What you have to do –
Reproduce, word for word, the part of the weight-loss machines passage below from "Sustainable weight loss" to "and personal preferences.".

Sustainable weight loss usually requires a combination of dietary modifications and exercise. An overwhelming percentage -- 94, to be exact -- of the more than 10,000 members of the National Weight Control Registry, a group of people who have successfully lost an average of 66 pounds and kept it off for at least five years, report using physical activity to help reach their goals. If you join a gym to help you fit in this physical activity, the array of fitness machines can be overwhelming. The ones that are best for your weight-loss pursuits depend on your physical capabilities and personal preferences.
Machines that help you fit in cardiovascular training allow you to burn calories, which contributes to weight loss success. The American College of Sports Medicine says that participating in 150 to 250 minutes per week of moderate-intensity physical activity provides only modest weight loss, while greater amounts equaling more than 250 minutes per week provide clinically significant weight loss. Moderate-intensity cardio involves movement that gets your heart beating faster and makes you breathe a little harder -- you should break into a light sweat. Machines that can help you fulfill this amount of movement include the treadmill, upright or recumbent stationary bicycle, rowing erg, elliptical trainer and stair climber. Most machines are easy to use. You step or sit on the machine, press the quick start button and start moving. Stationary bikes, ellipticals and stair climbers have resistance buttons, which help you control the difficulty or speed of the workout. Treadmills and ellipticals also feature incline buttons, which raise or lower the platform to increase intensity and change the emphasis on certain muscle groups. For rowing ergs, you determine the intensity by the pace of your rowing speed -- go for the speed that makes your heart beat faster and causes you to break a bit of a sweat.

Supplied information –
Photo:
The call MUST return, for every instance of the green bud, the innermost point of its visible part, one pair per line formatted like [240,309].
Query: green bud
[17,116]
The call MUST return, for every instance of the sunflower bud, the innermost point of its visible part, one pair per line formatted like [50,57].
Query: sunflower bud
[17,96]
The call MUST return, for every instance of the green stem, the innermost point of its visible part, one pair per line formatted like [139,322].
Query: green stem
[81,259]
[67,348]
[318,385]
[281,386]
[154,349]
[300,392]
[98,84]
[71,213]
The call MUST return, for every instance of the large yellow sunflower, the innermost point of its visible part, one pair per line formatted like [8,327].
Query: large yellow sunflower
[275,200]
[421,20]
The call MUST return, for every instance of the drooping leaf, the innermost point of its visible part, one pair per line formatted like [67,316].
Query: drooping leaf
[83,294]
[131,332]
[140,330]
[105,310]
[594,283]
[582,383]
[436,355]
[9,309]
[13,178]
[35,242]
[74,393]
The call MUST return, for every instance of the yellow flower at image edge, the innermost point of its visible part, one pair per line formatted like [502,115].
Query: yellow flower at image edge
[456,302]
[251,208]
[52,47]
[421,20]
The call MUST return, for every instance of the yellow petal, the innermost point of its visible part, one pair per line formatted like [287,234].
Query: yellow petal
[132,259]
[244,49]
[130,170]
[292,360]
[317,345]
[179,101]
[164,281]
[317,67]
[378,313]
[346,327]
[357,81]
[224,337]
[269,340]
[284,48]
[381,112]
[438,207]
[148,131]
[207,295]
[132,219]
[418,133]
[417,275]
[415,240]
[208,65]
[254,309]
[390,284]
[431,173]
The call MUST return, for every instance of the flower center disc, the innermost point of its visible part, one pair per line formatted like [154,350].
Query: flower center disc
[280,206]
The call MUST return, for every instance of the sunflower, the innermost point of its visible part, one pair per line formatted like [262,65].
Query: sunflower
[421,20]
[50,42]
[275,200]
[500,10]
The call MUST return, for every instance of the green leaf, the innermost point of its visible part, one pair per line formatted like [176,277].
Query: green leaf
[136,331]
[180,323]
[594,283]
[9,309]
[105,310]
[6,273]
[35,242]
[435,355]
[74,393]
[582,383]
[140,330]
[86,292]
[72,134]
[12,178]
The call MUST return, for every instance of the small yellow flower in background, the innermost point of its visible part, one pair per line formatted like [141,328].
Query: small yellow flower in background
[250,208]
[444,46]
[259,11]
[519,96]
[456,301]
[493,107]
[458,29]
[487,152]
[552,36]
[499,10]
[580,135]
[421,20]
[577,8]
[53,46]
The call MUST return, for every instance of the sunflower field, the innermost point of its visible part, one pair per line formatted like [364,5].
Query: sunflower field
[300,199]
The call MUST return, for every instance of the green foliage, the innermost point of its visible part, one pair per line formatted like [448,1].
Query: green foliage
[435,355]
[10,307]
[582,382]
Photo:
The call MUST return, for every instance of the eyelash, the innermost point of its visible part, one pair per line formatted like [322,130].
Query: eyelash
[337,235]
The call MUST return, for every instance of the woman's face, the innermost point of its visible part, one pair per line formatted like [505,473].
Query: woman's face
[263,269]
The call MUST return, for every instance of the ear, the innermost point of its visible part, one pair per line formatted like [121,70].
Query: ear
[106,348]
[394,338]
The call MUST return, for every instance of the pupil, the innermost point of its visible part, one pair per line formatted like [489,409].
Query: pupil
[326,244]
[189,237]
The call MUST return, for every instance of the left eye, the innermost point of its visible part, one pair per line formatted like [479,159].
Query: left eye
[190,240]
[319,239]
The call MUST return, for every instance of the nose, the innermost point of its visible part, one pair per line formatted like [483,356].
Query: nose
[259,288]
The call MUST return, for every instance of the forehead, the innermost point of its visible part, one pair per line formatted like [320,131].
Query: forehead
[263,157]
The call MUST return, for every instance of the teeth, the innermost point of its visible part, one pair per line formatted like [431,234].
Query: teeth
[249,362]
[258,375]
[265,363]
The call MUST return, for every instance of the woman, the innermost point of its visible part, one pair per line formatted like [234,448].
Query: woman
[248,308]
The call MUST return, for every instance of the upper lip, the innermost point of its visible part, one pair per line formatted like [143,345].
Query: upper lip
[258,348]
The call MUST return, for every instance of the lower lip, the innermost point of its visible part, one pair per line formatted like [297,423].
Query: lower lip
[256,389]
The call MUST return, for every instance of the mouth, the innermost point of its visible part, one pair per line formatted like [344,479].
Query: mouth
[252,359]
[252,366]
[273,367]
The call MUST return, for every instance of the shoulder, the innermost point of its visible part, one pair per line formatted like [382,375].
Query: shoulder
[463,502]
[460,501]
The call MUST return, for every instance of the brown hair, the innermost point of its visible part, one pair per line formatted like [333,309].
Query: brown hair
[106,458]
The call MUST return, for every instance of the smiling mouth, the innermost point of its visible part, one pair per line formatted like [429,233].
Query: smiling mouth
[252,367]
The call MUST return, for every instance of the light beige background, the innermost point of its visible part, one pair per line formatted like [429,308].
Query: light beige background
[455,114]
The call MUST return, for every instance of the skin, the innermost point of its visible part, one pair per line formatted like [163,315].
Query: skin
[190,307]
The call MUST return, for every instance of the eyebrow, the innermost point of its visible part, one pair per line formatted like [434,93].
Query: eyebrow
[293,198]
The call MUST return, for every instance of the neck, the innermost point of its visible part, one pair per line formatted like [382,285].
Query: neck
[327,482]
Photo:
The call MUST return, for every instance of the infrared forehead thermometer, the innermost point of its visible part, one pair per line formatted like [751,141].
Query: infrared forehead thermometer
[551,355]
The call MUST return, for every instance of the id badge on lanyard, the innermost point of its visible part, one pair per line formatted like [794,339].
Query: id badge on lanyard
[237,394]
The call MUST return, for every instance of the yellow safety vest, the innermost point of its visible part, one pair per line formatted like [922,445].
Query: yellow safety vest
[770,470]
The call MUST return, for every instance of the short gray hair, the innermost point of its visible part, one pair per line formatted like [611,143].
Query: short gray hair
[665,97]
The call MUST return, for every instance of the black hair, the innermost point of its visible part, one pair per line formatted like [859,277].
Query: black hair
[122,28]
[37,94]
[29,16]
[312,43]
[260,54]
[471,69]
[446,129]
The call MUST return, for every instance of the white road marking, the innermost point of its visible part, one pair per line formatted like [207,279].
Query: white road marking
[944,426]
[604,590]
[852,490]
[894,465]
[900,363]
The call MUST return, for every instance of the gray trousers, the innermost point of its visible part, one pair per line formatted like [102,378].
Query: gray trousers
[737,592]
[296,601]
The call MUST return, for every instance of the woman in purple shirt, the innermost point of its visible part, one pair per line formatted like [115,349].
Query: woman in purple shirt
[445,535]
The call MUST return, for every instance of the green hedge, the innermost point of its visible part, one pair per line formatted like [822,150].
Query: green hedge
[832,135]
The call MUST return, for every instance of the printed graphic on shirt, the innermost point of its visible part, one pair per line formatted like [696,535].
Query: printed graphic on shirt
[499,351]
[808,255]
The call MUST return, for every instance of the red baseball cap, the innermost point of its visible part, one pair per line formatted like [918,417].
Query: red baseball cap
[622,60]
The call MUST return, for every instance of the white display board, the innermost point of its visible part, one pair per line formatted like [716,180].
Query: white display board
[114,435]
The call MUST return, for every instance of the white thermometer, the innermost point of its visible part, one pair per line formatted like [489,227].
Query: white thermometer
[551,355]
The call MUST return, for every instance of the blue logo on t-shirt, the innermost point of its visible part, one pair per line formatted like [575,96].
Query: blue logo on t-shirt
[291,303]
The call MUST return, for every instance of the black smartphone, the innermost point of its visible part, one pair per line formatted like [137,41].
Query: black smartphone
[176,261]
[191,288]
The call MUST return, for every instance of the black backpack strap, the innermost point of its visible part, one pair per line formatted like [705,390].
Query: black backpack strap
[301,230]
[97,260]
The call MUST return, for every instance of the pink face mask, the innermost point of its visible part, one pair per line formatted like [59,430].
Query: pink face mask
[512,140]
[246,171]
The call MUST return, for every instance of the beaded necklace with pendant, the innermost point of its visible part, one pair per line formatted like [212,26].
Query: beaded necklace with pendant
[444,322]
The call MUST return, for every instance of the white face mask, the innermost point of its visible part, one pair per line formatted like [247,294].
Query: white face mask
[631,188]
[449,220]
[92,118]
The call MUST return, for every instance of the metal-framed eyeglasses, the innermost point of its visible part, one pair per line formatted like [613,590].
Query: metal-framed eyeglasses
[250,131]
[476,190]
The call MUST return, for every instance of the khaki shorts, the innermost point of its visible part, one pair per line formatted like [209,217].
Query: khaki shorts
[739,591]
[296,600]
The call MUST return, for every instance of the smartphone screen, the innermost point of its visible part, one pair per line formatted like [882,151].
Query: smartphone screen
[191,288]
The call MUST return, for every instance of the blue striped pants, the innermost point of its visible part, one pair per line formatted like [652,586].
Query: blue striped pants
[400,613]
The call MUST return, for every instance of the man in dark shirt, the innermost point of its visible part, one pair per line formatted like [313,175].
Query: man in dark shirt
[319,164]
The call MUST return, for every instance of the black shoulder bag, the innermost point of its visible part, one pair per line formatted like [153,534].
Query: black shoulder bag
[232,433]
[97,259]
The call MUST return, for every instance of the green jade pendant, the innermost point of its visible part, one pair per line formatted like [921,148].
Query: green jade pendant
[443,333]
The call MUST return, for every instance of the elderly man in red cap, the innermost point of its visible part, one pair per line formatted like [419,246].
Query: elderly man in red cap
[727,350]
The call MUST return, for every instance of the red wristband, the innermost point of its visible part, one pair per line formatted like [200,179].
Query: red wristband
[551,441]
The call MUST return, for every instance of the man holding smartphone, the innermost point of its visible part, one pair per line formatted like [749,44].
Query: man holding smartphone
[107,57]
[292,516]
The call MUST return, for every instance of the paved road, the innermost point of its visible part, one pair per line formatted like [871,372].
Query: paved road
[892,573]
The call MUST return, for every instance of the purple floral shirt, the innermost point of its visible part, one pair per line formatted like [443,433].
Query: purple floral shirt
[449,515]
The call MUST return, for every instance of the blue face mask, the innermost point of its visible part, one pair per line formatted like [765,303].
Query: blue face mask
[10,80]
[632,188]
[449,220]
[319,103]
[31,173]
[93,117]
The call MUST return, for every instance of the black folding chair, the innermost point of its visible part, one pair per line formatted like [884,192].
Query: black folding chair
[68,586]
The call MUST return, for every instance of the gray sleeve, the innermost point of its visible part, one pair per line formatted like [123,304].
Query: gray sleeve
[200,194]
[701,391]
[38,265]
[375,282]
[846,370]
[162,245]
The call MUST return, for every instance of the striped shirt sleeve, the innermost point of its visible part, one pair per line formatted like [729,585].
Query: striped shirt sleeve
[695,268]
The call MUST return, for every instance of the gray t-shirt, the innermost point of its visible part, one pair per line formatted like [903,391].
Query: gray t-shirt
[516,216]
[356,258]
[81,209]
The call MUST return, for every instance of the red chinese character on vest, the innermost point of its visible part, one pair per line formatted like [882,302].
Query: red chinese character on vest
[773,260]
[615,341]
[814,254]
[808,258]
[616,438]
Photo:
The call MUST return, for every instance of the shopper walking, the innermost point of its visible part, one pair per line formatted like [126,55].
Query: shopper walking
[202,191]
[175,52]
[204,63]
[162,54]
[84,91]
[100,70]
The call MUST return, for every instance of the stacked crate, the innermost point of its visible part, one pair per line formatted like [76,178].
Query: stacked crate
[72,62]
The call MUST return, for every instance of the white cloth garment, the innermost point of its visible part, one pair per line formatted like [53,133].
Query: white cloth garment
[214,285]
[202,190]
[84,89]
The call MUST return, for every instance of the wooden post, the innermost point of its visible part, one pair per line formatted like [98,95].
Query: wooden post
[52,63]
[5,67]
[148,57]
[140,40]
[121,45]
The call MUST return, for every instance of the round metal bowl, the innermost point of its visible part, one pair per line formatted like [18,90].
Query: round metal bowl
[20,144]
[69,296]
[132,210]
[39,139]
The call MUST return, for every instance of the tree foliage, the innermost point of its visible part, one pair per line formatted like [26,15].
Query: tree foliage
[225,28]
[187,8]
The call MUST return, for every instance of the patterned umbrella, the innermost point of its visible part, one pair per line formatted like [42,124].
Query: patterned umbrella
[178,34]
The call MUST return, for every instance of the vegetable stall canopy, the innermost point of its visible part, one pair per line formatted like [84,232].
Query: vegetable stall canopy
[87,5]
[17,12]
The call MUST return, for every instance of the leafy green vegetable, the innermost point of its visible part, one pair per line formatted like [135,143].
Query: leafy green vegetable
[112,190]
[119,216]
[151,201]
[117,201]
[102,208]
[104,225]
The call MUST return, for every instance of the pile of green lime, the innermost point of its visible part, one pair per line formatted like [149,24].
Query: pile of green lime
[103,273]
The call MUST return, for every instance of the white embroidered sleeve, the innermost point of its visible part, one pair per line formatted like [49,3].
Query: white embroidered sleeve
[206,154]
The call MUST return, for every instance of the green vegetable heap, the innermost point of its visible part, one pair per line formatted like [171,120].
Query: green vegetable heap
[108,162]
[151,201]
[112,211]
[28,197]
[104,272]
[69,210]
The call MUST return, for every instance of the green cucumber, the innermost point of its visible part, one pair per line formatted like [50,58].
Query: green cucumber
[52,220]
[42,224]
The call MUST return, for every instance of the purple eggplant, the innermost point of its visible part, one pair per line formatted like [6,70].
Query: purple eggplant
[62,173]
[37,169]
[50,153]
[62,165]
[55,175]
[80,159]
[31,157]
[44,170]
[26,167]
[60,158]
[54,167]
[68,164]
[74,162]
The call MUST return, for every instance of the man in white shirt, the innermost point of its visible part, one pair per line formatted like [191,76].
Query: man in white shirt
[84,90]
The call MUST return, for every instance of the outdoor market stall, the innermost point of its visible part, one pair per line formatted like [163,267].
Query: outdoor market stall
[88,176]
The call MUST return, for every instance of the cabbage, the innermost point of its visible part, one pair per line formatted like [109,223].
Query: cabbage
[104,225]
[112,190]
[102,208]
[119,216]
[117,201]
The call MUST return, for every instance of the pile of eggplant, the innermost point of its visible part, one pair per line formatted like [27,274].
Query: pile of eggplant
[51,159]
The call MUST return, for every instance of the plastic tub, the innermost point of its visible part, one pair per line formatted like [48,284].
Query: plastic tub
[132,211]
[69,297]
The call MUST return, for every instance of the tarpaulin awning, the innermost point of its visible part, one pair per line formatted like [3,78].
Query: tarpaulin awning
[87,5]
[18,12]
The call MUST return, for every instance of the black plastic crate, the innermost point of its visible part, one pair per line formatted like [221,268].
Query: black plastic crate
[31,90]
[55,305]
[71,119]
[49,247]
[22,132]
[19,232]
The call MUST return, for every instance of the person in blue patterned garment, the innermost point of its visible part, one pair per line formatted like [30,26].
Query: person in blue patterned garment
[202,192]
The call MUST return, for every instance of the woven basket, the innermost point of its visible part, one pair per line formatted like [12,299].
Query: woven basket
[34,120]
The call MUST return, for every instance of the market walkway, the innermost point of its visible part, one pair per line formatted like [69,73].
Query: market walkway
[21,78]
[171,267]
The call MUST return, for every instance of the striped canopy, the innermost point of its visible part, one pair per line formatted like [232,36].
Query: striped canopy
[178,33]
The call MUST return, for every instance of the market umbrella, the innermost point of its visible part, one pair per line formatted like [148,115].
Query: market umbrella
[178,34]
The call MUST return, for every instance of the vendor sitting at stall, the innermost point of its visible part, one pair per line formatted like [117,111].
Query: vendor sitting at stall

Exercise result –
Sustainable weight loss usually requires a combination of dietary modifications and exercise. An overwhelming percentage -- 94, to be exact -- of the more than 10,000 members of the National Weight Control Registry, a group of people who have successfully lost an average of 66 pounds and kept it off for at least five years, report using physical activity to help reach their goals. If you join a gym to help you fit in this physical activity, the array of fitness machines can be overwhelming. The ones that are best for your weight-loss pursuits depend on your physical capabilities and personal preferences.